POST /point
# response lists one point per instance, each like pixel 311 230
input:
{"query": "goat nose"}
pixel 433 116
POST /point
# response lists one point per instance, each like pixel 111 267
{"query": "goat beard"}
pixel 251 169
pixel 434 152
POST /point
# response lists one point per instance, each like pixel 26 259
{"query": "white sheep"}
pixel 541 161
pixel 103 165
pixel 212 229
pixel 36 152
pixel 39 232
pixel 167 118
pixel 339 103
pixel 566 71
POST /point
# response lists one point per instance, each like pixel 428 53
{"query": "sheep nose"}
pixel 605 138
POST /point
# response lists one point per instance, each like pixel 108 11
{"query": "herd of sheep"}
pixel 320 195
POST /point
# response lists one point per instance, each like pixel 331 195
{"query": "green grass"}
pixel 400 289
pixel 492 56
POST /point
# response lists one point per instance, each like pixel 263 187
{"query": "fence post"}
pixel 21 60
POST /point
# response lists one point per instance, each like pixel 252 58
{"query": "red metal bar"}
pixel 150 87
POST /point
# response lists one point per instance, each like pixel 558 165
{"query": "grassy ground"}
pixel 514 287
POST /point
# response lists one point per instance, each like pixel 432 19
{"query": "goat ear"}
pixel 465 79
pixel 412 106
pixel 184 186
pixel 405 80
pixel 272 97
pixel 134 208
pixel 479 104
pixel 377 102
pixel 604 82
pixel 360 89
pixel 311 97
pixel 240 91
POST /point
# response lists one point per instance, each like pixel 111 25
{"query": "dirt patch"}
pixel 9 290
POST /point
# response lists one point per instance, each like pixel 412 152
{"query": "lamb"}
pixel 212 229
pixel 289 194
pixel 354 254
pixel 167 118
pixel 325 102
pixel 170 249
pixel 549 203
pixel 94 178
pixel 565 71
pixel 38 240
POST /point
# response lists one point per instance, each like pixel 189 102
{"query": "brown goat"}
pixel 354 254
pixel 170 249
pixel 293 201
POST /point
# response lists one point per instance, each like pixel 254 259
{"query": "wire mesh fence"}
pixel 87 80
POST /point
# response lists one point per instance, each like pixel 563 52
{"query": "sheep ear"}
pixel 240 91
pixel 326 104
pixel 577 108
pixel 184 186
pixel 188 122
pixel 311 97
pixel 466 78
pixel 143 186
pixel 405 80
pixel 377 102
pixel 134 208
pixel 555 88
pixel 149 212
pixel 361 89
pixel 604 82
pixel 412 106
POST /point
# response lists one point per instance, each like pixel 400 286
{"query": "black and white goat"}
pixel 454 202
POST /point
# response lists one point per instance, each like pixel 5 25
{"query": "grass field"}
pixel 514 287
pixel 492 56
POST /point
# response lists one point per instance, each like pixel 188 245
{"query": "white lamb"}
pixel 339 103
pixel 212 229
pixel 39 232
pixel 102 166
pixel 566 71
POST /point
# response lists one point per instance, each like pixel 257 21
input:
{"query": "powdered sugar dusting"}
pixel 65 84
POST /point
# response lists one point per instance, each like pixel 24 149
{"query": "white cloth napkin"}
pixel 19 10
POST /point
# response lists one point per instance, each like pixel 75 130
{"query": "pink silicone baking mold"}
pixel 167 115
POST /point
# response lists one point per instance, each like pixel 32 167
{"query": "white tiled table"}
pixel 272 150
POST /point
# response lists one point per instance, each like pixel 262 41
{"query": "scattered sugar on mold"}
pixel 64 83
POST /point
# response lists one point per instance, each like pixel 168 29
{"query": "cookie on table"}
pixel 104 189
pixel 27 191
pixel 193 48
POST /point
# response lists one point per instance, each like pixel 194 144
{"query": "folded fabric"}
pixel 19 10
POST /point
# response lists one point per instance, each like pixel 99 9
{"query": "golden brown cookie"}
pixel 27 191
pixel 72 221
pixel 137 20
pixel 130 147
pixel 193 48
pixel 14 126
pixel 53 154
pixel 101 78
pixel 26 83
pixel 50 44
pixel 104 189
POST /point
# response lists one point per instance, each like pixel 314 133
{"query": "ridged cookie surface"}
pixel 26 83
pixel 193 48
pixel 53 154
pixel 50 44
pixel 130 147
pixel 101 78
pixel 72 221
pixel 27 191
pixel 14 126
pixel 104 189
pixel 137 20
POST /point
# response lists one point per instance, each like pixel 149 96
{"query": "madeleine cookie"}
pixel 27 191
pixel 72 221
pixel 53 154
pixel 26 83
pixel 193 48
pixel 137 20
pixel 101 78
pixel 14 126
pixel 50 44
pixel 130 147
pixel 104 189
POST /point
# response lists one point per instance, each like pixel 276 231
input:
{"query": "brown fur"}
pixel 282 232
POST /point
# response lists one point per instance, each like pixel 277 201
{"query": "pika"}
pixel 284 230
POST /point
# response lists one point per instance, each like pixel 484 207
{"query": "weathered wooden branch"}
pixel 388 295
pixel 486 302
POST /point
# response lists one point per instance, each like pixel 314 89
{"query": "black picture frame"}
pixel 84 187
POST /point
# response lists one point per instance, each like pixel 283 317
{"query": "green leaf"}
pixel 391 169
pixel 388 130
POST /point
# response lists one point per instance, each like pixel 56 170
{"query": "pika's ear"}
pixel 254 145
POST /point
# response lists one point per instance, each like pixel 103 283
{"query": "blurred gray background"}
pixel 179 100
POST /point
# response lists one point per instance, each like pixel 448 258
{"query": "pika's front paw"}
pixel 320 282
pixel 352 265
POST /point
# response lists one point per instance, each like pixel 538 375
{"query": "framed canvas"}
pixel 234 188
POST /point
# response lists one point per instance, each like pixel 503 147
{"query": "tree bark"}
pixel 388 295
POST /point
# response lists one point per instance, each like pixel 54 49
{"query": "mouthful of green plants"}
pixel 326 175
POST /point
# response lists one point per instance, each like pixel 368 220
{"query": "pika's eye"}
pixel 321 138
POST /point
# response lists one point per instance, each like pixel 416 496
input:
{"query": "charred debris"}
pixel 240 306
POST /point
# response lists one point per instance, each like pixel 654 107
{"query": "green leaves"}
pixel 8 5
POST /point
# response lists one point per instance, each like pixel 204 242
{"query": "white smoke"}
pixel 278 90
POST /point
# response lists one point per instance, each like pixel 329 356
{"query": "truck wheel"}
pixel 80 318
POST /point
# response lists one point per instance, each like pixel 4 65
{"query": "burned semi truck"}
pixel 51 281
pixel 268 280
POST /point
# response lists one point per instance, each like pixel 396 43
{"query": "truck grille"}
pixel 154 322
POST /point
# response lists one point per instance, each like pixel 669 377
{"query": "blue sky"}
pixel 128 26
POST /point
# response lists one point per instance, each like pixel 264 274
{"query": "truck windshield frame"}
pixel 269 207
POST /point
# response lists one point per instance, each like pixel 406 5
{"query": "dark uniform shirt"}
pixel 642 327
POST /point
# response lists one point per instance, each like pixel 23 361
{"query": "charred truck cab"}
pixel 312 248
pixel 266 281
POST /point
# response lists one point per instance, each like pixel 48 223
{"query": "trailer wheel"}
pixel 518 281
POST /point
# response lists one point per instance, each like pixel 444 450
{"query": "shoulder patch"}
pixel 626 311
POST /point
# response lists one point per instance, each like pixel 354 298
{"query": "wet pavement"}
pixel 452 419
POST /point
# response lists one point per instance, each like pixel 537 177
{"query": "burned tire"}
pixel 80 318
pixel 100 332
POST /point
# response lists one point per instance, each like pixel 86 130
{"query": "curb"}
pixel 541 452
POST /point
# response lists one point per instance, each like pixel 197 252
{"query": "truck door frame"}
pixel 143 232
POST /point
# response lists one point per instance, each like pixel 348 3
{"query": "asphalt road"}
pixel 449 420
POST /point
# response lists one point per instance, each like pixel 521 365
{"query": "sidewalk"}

Task statement ▸
Can you rewrite all of the data above, changing every "instance" to "object" and leaving everything else as it is?

The reply ▸
POST /point
# response lists one point per object, each like pixel 311 230
input:
{"query": "goat nose"}
pixel 433 116
POST /point
# response lists one point per object, each like pixel 111 267
{"query": "goat beard"}
pixel 251 169
pixel 434 152
POST /point
# response lists one point per object, each like pixel 26 259
{"query": "white sheep"}
pixel 541 161
pixel 103 165
pixel 212 229
pixel 36 152
pixel 39 232
pixel 167 118
pixel 339 103
pixel 566 71
POST /point
# response lists one point per object, each like pixel 428 53
{"query": "sheep nose"}
pixel 605 138
POST /point
# response lists one point per object, each like pixel 108 11
{"query": "herd of sheep"}
pixel 320 195
POST /point
# response lists one point per object, each like pixel 331 195
{"query": "green grass"}
pixel 400 289
pixel 492 56
POST /point
# response lists one point per object, each like pixel 263 187
{"query": "fence post"}
pixel 21 60
POST /point
# response lists one point per object, each like pixel 252 58
{"query": "red metal bar"}
pixel 150 87
POST /point
# response lists one point per object, each like pixel 558 165
{"query": "grassy ground"}
pixel 514 287
POST /point
# response lists one point per object, each like pixel 432 19
{"query": "goat ear"}
pixel 465 79
pixel 412 106
pixel 184 186
pixel 405 80
pixel 272 97
pixel 134 208
pixel 479 104
pixel 377 102
pixel 604 82
pixel 360 89
pixel 311 97
pixel 240 91
POST /point
# response lists one point per object, each like pixel 111 25
{"query": "dirt patch"}
pixel 9 290
POST /point
# response lists one point per object, each like pixel 412 152
{"query": "lamb"}
pixel 212 229
pixel 289 194
pixel 354 254
pixel 167 118
pixel 325 102
pixel 170 249
pixel 549 203
pixel 94 178
pixel 565 71
pixel 38 240
POST /point
# response lists one point per object, each like pixel 189 102
{"query": "brown goat"}
pixel 354 254
pixel 170 249
pixel 293 201
POST /point
# response lists one point per object, each like pixel 254 259
{"query": "wire mesh fence"}
pixel 87 80
POST /point
# response lists one point per object, each like pixel 563 52
{"query": "sheep ear"}
pixel 240 91
pixel 326 104
pixel 577 108
pixel 184 186
pixel 188 122
pixel 311 97
pixel 466 78
pixel 143 186
pixel 405 80
pixel 377 102
pixel 134 208
pixel 555 88
pixel 149 212
pixel 361 89
pixel 604 82
pixel 412 106
POST /point
# response lists one point per object, each like pixel 400 286
{"query": "black and white goat"}
pixel 454 202
POST /point
# response lists one point per object, each like pixel 5 25
{"query": "grass field"}
pixel 514 287
pixel 492 56
POST /point
# response lists one point per object, each like pixel 188 245
{"query": "white lamb"}
pixel 339 103
pixel 212 229
pixel 39 232
pixel 102 166
pixel 566 71
POST /point
# response lists one point per object, each like pixel 257 21
input:
{"query": "powdered sugar dusting"}
pixel 65 84
POST /point
# response lists one point per object, each like pixel 24 149
{"query": "white cloth napkin"}
pixel 19 10
POST /point
# response lists one point per object, each like pixel 75 130
{"query": "pink silicone baking mold"}
pixel 167 115
POST /point
# response lists one point per object, each like pixel 32 167
{"query": "white tiled table"}
pixel 272 150
POST /point
# response lists one point per object, each like pixel 262 41
{"query": "scattered sugar on mold"}
pixel 64 83
POST /point
# response lists one point per object, each like pixel 168 29
{"query": "cookie on table"}
pixel 104 189
pixel 27 191
pixel 193 48
POST /point
# response lists one point per object, each like pixel 194 144
{"query": "folded fabric"}
pixel 19 10
POST /point
# response lists one point per object, each like pixel 99 9
{"query": "golden brown cookie"}
pixel 27 191
pixel 72 221
pixel 137 20
pixel 130 147
pixel 193 48
pixel 14 126
pixel 53 154
pixel 101 78
pixel 26 83
pixel 50 44
pixel 104 189
POST /point
# response lists one point per object, each like pixel 314 133
{"query": "ridged cookie surface"}
pixel 26 83
pixel 193 48
pixel 53 154
pixel 50 44
pixel 130 147
pixel 101 78
pixel 72 221
pixel 27 191
pixel 14 126
pixel 104 189
pixel 137 20
POST /point
# response lists one point per object, each like pixel 149 96
{"query": "madeleine cookie"}
pixel 27 191
pixel 72 221
pixel 53 154
pixel 26 83
pixel 193 48
pixel 137 20
pixel 101 78
pixel 14 126
pixel 50 44
pixel 130 147
pixel 104 189
POST /point
# response lists one point per object, each like pixel 276 231
input:
{"query": "brown fur"}
pixel 282 232
POST /point
# response lists one point per object, each like pixel 277 201
{"query": "pika"}
pixel 284 230
POST /point
# response lists one point per object, each like pixel 484 207
{"query": "weathered wooden branch"}
pixel 388 295
pixel 486 302
POST /point
# response lists one point per object, each like pixel 314 89
{"query": "black picture frame"}
pixel 84 187
POST /point
# response lists one point per object, each like pixel 283 317
{"query": "green leaf"}
pixel 391 169
pixel 388 130
POST /point
# response lists one point per object, each like pixel 56 170
{"query": "pika's ear"}
pixel 254 145
POST /point
# response lists one point per object, each like pixel 103 283
{"query": "blurred gray background"}
pixel 179 100
POST /point
# response lists one point per object, each like pixel 448 258
{"query": "pika's front paw"}
pixel 320 282
pixel 352 265
POST /point
# response lists one point per object, each like pixel 538 375
{"query": "framed canvas"}
pixel 234 188
POST /point
# response lists one point per object, each like pixel 503 147
{"query": "tree bark"}
pixel 388 295
POST /point
# response lists one point per object, each like pixel 54 49
{"query": "mouthful of green plants"}
pixel 326 175
POST /point
# response lists one point per object, each like pixel 368 220
{"query": "pika's eye"}
pixel 321 138
POST /point
# response lists one point per object, each like pixel 416 496
input:
{"query": "charred debris"}
pixel 240 306
POST /point
# response lists one point per object, each like pixel 654 107
{"query": "green leaves"}
pixel 8 5
POST /point
# response lists one point per object, each like pixel 204 242
{"query": "white smoke"}
pixel 278 90
POST /point
# response lists one point per object, each like pixel 329 356
{"query": "truck wheel"}
pixel 80 318
POST /point
# response lists one point per object, each like pixel 4 65
{"query": "burned semi truck"}
pixel 51 281
pixel 268 280
POST /point
# response lists one point per object, each like pixel 396 43
{"query": "truck grille"}
pixel 154 322
POST /point
# response lists one point per object, each like pixel 669 377
{"query": "blue sky"}
pixel 128 26
POST /point
# response lists one point per object, each like pixel 264 274
{"query": "truck windshield frame"}
pixel 269 207
POST /point
# response lists one point per object, each like pixel 406 5
{"query": "dark uniform shirt"}
pixel 642 327
POST /point
# response lists one point per object, each like pixel 23 361
{"query": "charred truck cab"}
pixel 312 248
pixel 266 281
POST /point
# response lists one point per object, each like pixel 48 223
{"query": "trailer wheel"}
pixel 518 281
POST /point
# response lists one point per object, each like pixel 444 450
{"query": "shoulder patch"}
pixel 626 311
POST /point
# response lists one point per object, each like pixel 354 298
{"query": "wet pavement"}
pixel 452 419
POST /point
# response lists one point per object, each like pixel 537 177
{"query": "burned tire"}
pixel 80 318
pixel 100 332
POST /point
# response lists one point per object, each like pixel 86 130
{"query": "curb"}
pixel 541 452
POST /point
# response lists one point per object, each like pixel 197 252
{"query": "truck door frame"}
pixel 143 232
POST /point
# response lists one point per object, each like pixel 348 3
{"query": "asphalt road"}
pixel 449 420
POST /point
# response lists one point per object, each like pixel 521 365
{"query": "sidewalk"}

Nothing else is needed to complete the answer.